[Items listed in a dataset]
★ ★ ★ ★
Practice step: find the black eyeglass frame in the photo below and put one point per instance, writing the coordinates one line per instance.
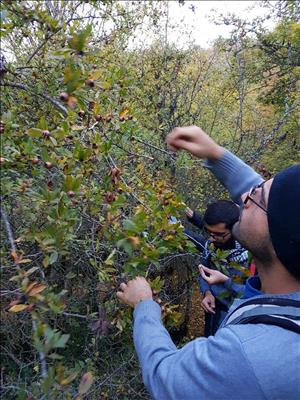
(251, 193)
(215, 235)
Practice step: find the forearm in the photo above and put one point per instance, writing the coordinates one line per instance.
(196, 219)
(236, 289)
(234, 174)
(204, 286)
(196, 371)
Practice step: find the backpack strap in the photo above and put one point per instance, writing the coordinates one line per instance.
(284, 313)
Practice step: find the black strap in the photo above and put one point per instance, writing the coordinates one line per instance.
(285, 321)
(275, 301)
(271, 320)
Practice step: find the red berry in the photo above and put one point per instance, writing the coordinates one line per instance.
(81, 113)
(70, 193)
(90, 82)
(46, 134)
(64, 96)
(48, 165)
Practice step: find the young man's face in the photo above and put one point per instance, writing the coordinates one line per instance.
(217, 234)
(252, 228)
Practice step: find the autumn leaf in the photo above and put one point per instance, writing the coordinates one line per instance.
(72, 101)
(135, 241)
(85, 383)
(18, 308)
(36, 289)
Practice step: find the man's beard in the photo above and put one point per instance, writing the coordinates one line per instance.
(229, 244)
(258, 246)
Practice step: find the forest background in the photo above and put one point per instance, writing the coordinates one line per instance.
(88, 185)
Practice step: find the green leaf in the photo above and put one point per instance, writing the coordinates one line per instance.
(61, 342)
(109, 260)
(130, 225)
(34, 132)
(53, 257)
(78, 40)
(85, 383)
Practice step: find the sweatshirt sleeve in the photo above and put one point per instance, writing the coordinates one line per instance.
(199, 370)
(198, 240)
(234, 174)
(204, 286)
(196, 219)
(236, 289)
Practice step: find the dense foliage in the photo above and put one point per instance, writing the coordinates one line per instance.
(88, 185)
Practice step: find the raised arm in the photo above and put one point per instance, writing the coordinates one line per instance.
(232, 172)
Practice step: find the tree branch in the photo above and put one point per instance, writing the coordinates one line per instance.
(9, 231)
(59, 106)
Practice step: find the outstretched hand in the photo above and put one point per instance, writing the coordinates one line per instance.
(135, 291)
(194, 140)
(212, 276)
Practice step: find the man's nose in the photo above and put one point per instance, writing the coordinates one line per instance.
(243, 196)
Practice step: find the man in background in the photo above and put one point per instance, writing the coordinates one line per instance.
(216, 225)
(259, 358)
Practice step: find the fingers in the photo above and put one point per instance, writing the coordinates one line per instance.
(203, 272)
(207, 306)
(123, 286)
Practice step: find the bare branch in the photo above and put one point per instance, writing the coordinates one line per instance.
(41, 355)
(59, 106)
(154, 147)
(9, 231)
★ ★ ★ ★
Give back exactly the lines beginning at the one with "Practice step: find the man's beard" and ending at the final line of the material; both boundary lines belong in it.

Practice step: find the man's beard in the photo above and put one point per instance, writing the coordinates one line per instance.
(229, 244)
(258, 246)
Practice step: find the forest background in the photo above and put one point per instance, writing the coordinates one line per instance.
(88, 185)
Practice step: find the green leaf in the photo above and put one point per instance, writing the coordinates one line per instance.
(61, 342)
(109, 260)
(130, 225)
(34, 132)
(53, 257)
(78, 40)
(85, 383)
Practice step: find the sweatshirt sleeve in the photo above and put one point per instance, writing the coordinates one line per instance.
(199, 370)
(198, 240)
(234, 174)
(204, 286)
(196, 219)
(236, 289)
Practice step: find the dense foliage in the photo above and put one point per instance, writing the coordinates one line per instance.
(88, 185)
Practice step: find the raised arm in the photo above and put one point per instance, writing the coordinates one line per instance.
(232, 172)
Practice step: find the tree branch in the photo above and put one point per instance, writing the coordinates one line per instance.
(9, 231)
(59, 106)
Practice step: find the outstretched hand in the photo above and put one point per instance, writing the coordinates one line per instance.
(135, 291)
(194, 140)
(212, 276)
Practice step: find the man's nose in the photo above and put one point per instance, writing the coordinates one line per instance.
(243, 196)
Practice step: find the man in background in the photo above and put one point per instance, writing the coordinates one line per instance.
(216, 225)
(259, 358)
Practice step: find the fingers in the photo above and put one point per instance, writing the coordinates one line per instance.
(203, 272)
(207, 306)
(123, 286)
Practice step: find the bare branch in the photo above and put one point per instance, writing the coordinates one line per instance.
(41, 355)
(59, 106)
(154, 147)
(9, 231)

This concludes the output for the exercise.